Stored records:
· · ·
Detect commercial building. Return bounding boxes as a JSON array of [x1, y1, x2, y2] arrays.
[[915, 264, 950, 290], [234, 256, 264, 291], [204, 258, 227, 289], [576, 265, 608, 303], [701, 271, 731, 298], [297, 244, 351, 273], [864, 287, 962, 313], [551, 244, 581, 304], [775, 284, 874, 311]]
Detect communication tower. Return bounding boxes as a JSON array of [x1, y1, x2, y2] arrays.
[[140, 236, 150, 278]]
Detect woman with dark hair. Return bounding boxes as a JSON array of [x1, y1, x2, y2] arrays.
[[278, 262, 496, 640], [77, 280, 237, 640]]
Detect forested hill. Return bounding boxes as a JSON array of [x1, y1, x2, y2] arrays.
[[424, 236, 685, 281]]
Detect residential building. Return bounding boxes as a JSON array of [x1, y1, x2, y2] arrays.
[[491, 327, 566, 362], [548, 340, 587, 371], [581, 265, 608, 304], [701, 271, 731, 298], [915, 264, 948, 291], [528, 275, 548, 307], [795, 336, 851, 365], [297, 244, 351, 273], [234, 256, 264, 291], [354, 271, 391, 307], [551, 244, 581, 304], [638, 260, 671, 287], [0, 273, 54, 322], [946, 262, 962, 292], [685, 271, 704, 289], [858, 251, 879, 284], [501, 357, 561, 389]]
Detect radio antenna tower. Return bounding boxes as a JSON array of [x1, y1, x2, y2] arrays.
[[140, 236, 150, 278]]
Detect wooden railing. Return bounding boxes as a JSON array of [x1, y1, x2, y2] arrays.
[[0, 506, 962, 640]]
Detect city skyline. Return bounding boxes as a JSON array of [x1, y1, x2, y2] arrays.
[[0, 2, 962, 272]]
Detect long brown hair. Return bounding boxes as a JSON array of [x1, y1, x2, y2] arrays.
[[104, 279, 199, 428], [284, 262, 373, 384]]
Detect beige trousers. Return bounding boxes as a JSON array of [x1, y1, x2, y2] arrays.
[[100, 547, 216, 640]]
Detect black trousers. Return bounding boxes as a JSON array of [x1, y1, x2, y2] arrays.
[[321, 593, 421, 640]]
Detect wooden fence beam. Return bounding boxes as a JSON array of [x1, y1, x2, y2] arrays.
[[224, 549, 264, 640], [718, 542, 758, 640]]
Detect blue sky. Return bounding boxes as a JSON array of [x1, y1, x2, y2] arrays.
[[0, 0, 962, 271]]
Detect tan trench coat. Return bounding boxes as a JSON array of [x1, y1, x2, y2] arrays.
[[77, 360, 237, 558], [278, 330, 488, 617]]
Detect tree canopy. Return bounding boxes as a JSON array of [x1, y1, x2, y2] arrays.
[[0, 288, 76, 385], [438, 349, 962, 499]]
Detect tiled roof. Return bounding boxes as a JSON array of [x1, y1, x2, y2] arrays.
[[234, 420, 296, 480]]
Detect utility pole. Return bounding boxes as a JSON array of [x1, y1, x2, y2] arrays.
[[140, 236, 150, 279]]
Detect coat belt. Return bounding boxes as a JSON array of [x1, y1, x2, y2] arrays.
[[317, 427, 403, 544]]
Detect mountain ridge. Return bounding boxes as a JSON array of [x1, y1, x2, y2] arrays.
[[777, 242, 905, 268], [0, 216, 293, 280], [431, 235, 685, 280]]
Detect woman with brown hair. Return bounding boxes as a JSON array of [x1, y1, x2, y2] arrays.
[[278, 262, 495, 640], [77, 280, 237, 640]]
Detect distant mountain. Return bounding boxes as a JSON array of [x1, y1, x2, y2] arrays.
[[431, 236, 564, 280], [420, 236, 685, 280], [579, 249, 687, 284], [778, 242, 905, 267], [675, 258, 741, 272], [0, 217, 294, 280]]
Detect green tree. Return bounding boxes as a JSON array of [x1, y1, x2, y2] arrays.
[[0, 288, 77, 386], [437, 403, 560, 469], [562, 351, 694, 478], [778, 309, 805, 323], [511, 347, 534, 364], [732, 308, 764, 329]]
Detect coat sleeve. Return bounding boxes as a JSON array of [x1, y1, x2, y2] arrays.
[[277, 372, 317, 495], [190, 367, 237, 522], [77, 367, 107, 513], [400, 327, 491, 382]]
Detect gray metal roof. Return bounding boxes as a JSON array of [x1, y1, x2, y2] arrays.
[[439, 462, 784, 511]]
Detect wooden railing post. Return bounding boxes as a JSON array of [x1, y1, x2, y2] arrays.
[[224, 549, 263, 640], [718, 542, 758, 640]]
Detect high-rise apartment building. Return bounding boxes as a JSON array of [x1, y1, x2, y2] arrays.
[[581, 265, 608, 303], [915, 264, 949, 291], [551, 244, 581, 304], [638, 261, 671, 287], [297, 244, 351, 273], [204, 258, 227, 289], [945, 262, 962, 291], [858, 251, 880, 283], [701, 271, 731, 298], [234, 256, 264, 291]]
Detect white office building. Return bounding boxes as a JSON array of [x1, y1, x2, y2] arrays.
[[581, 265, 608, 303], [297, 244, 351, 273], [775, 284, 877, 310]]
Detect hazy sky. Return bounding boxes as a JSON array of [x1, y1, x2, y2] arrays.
· · ·
What the task requires:
Repeat all of the data above word for word, keeping every line in its original order.

The output:
Detect commercial building. Return bounding boxes as a JSON array of [x1, y1, x2, y2] arrays.
[[915, 264, 950, 290], [234, 256, 264, 291], [204, 258, 227, 289], [576, 265, 608, 303], [701, 271, 731, 298], [297, 244, 351, 273], [864, 287, 962, 313], [551, 244, 581, 304], [775, 284, 874, 311]]
Detect communication tower. Return bounding boxes as a JSON array of [x1, y1, x2, y2] arrays.
[[140, 236, 150, 278]]
Detect woman with dark hair. Return bounding boxes as a JSON array of [x1, y1, x2, y2] arrays.
[[278, 262, 496, 640], [77, 280, 237, 640]]
Detect forested hill. Return bounding boxes as a JSON array of [x1, y1, x2, y2] arrays.
[[424, 236, 685, 281]]
Detect residential building. Return bounding boxes as a JSON array of [x1, y1, x2, y2] arrays.
[[491, 327, 566, 362], [548, 340, 587, 371], [581, 265, 608, 304], [701, 271, 731, 298], [915, 264, 948, 291], [528, 275, 548, 307], [795, 336, 851, 365], [297, 244, 351, 273], [234, 256, 264, 291], [354, 271, 391, 307], [551, 244, 581, 304], [638, 260, 671, 287], [0, 273, 54, 322], [946, 262, 962, 292], [685, 271, 704, 289], [858, 251, 879, 284], [501, 357, 561, 389]]
Detect radio antenna tower. Return bounding boxes as a JSON array of [x1, y1, x2, y2] arrays.
[[140, 236, 150, 278]]
Detect wooden railing. Return bounding boxes as a JSON array of [x1, y1, x2, y2] arrays.
[[0, 506, 962, 640]]
Detect city skyline. Return bounding boxes as a JSON array of [x1, y1, x2, y2] arrays.
[[0, 2, 962, 272]]
Detect long brown hair. Return bounding boxes as a JSON array of [x1, y1, x2, y2] arrays.
[[104, 279, 199, 428], [284, 262, 373, 384]]
Detect beige trousers. Return bounding boxes as a JSON array of [x1, y1, x2, y2] arrays.
[[100, 547, 216, 640]]
Detect black trousers. Return bounding boxes as a JSON array of [x1, y1, x2, y2] arrays.
[[321, 593, 421, 640]]
Detect wooden fence beam. Return bounding boxes as a JSON array of [x1, y1, x2, y2] arrays.
[[224, 549, 264, 640], [718, 542, 758, 640]]
Detect blue sky. Return bounding boxes as a JSON array of [x1, y1, x2, y2] arrays.
[[0, 0, 962, 271]]
Detect tan trench coat. Return bounding boxes as a JSON array of [x1, y1, x2, y2] arrays.
[[77, 360, 237, 558], [278, 330, 488, 617]]
Detect tree canopy. Return bounding boxes as a JSON array of [x1, y1, x2, y2] arrays.
[[0, 288, 76, 385], [438, 349, 962, 499]]
Detect tiled roof. Return bounding boxes as a JSON array of [x1, y1, x2, y2] arrays.
[[234, 420, 296, 480]]
Detect utility pole. Return bounding boxes as a JSON array of [x1, y1, x2, y2] arrays.
[[140, 236, 150, 279]]
Detect coat belt. Return bounding boxes as a JSON array of [x1, y1, x2, y2] arrays.
[[317, 427, 403, 544]]
Detect mountain ridge. Return bounding boxes as a JSON array of [x1, y1, x2, y2] arrays.
[[777, 242, 905, 268], [0, 216, 293, 280], [431, 235, 685, 280]]
Detect woman with brown hair. Return bounding boxes as a JSON array of [x1, y1, x2, y2] arrays.
[[278, 262, 495, 640], [77, 280, 237, 640]]
Detect distant mountain. Return bounding boxes as a JSON array of [x1, y1, x2, y2] arrays.
[[431, 236, 564, 280], [420, 236, 685, 280], [579, 249, 687, 284], [778, 242, 905, 267], [675, 258, 741, 272], [0, 217, 294, 280]]
Detect green tree. Return bounding boxes as a JSON array of [x1, y1, x2, y2] arrays.
[[0, 288, 77, 386], [437, 403, 560, 469], [562, 351, 694, 478], [778, 309, 805, 323], [511, 347, 534, 364], [732, 308, 764, 329]]
Detect coat sleeve. Return bounding boxes as a JSON array of [x1, y1, x2, y2] arrays.
[[277, 372, 317, 495], [190, 367, 237, 522], [77, 367, 107, 513], [400, 327, 491, 382]]
Detect gray metal roof. Return bounding boxes as a JSON array of [x1, y1, x2, y2] arrays.
[[439, 462, 784, 511]]
Detect wooden railing post. Return bounding boxes as a JSON array of [x1, y1, x2, y2] arrays.
[[224, 549, 263, 640], [718, 542, 758, 640]]
Detect high-rise apartment building. Return bounding boxes as a JSON array of [x1, y1, x2, y2] arrays.
[[581, 265, 608, 303], [915, 264, 949, 291], [551, 244, 581, 304], [638, 261, 671, 287], [297, 244, 351, 273], [204, 258, 227, 289], [945, 262, 962, 291], [858, 251, 880, 283], [701, 271, 731, 298], [234, 256, 264, 291]]
Detect white office building. Return bounding boxes as a JSON array of [x1, y1, x2, y2] arrays.
[[581, 265, 608, 303], [297, 244, 351, 273], [775, 284, 877, 310]]
Detect hazy sky. Return bounding boxes as a JSON array of [x1, y1, x2, y2] arrays.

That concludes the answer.